══ ФРАГМЕНТ ДЛЯ ЧТЕНИЯ ══

Нашему руководству, прибывшему на совещание в Ханкалу, объявляют: в Старопромысловской группе самая низкая боеспособность из всех групп, расквартированных в республике, поскольку много было небритых, некоторые милиционеры ходят в кроссовках и в маскхалатах без знаков различия. (По результатам работы наш отдел чуть ли не первый в республике). Надо, чтобы кто-нибудь догадался перебросить наше командование группировки в Осетию, где бы они, проверив наличие знаков различия и чистоту носков, чрезвычайно подняли бы этим боеспособность войск, и завтра мы бы уже вошли в Тбилиси.
В чеченском отделе 50 человек написали рапорта об отправке их в Осетию. Правда, кто-то из наших милиционеров рассказывает, что слышал, как чеченские милиционеры, потирая руки, обсуждали, сколько они привезут рабов из рейда на Грузию. Ну да, в этом конфликте они не в убытке. Вроде и за Россию воюешь, но и “мочишь” христиан. Правда, никого никуда не отправляют.
11.08
В Ленинском районе на КПП, где несет службу Ставропольский ОМОН, омоновцы остановили для проверки автомашину, в которой ехал крутой пэпэсник из полка им. Кадырова. Никто толком не знает, зачем и почему, но он выхватил пистолет и застрелил омоновца, который проверял у него документы. Кадыровца тут же пристрелили тоже. Наш шеф, объявляя нам об этом происшествии, говорит, что, видимо, омоновцы чем-то обижали нашего коллегу и говорили ему не те слова и не тем тоном, к которому тот привык. Снова говорят о необходимости быть вежливыми с местными ментами, не ссориться с ними и соблюдать их обезьяньи традиции. Думается, что ссору затеял сам кадыровец, поскольку они в республике являются чрезвычайно крутыми перцами и сам факт того, что его, такого важного остановил какой-то российский ОМОН, мог вызвать конфликт. Опять же, в отличие от факта стрельбы пьяного милиционера, это нигде не афишируется.

═══
══ ПРИВЕДЁННЫЕ СТРОКИ ══

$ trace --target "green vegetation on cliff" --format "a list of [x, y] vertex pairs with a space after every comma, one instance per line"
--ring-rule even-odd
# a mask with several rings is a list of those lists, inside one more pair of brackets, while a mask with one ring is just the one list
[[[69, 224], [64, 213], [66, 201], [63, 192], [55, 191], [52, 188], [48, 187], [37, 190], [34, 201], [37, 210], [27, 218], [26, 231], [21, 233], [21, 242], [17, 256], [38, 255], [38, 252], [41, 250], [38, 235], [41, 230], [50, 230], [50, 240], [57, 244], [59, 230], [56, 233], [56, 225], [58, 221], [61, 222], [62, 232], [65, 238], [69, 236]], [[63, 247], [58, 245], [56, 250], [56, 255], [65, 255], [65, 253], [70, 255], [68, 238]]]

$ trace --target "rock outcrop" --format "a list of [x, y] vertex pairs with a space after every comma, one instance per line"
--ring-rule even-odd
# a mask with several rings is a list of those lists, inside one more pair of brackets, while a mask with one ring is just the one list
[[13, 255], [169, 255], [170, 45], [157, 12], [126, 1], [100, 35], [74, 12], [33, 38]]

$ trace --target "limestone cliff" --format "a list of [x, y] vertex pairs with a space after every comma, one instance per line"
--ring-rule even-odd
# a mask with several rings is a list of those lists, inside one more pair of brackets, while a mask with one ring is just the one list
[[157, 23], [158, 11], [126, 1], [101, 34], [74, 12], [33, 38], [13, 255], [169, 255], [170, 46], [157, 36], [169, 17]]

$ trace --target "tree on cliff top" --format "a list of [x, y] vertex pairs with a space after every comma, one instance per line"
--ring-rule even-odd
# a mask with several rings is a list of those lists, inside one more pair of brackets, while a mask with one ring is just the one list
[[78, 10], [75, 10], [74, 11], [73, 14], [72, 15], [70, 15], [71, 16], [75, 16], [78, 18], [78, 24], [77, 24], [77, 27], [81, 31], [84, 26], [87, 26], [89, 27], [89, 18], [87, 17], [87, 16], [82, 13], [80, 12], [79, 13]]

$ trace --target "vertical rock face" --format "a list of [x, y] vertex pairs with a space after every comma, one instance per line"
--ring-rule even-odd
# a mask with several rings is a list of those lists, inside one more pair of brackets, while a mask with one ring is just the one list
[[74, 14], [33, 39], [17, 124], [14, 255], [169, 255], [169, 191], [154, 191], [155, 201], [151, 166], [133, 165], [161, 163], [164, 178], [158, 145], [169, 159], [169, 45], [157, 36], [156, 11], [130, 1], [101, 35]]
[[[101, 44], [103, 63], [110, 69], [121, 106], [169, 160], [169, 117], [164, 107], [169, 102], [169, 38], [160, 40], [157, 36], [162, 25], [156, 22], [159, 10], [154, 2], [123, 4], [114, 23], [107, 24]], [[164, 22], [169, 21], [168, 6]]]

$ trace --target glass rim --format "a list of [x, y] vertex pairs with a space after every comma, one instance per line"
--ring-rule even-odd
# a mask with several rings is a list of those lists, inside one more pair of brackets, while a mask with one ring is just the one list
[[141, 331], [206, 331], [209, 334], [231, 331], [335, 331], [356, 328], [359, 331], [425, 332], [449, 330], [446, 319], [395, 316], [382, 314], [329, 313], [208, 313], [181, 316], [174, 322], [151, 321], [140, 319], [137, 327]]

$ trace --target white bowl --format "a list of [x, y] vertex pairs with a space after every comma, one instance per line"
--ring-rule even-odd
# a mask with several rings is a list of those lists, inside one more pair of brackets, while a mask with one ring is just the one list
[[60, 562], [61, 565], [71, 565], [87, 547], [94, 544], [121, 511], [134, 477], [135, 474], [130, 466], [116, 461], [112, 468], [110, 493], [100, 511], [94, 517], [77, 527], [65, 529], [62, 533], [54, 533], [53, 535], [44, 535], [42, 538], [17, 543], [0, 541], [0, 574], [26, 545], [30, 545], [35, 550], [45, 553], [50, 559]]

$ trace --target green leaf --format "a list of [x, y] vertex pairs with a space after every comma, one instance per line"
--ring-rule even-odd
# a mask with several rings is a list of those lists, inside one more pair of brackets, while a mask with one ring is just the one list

═══

• ЧТО ТРЕБУЕТСЯ
Подхватите фрагмент о службе милиционеров в Чечне и продолжите его сразу после последнего предложения. Строки никак не связаны с фрагментом.

• ОТВЕТ НИЖЕ
На следующие утро узнаем подробности этого проишествия. Оказывается, никто этого типа не обижал и не оскорблял. Он ехал в маршрутке. Подъезжая к КПП, попросил водителя остановиться и со словами “Я пошел на встречу с Аллахом!” вышел из маршрутки и открыл огонь из ТТ по омоновцам. И, застрелив одного омоновца, был расстрелян из автоматов другими. Какая муха укусила этого отважного джигита, никто не знает.
12.08
Ночью наша комната была разбужена воплями местных милицонеров, раздававшимися со двора. Как человек любознательный, посмотрев в окно, становлюсь очевидцем радующей око сцены, как местные опера, вытащив во двор ОВД гражданина, наносят ему удары по мордасам. Так всегда происходит, когда ловят члена НВФ. На это у местных милиционеров всегда есть логичный аргумент: “А что вы хотите, это ведь боевик!” Пока его бьют (пардон, проводят профилактическую беседу о недопустимости участия в НВФ в дальнейшем), пленный джигит героически молчит. Когда его заводят в кабинет, то к звукам ударов и шлепков слышится — ой, ой, ой! Засыпаю под сладкую музыку звуков ударов.
13.08
Поздно вечером местных милиционеров поднимают по тревоге и, одев в бронежилеты, куда-то увозят. Позже узнаем, что произошло боестолкновение в Урус-Мартане с бандой в 25 человек, которые вошли в город, и наших коллег отправляли туда на зачистку после боя. О случившемся столкновении в СМИ, разумеется, никаких сообщений нет. Нас к зачисткам не привлекают и мы на это не в обиде.
По словам местных милиционеров, 2 тыс. человек из числа молодежи ушли в горы, и, разумеется, не для того, чтобы из спортивных побуждений совершить восхождение. Воевать для чеченов престижнее, чем работать. А работать это молодое потерянное поколение не желает, а может, и просто не знает, что такое вообще работа.
20.08
Снова уже полмесяца стоит одуряющая жара, сопряженная с духотой. Солнце жарит целый день. Каждый вечер небо затягивается черными тучами. Иногда всю ночь громыхают громы и сверкают молнии, но дождя так и не выпадает. А утром вновь, как бы издеваясь над нами, на чистом голубом небе поднимается солнце. Мы задыхаемся в плавящейся духоте, от которой нет спасения ни в помещении, ни на улице. В июле мы по несколько раз в день бегали в душ. Сейчас, поскольку местные менты живут здесь на казарменном положении, они также постоянно толкутся в нашей душевой и выхлюпывают всю воду. Водовозка по два раза в день мотается за водой, но к вечеру она заканчивается, и невозможно ни в баню сходить, ни душ принять. Толпы этих волосатых черных обезьян торчат в душевой и льют без экономии нашу воду, да еще и недовольны тем, что она к вечеру заканчивается.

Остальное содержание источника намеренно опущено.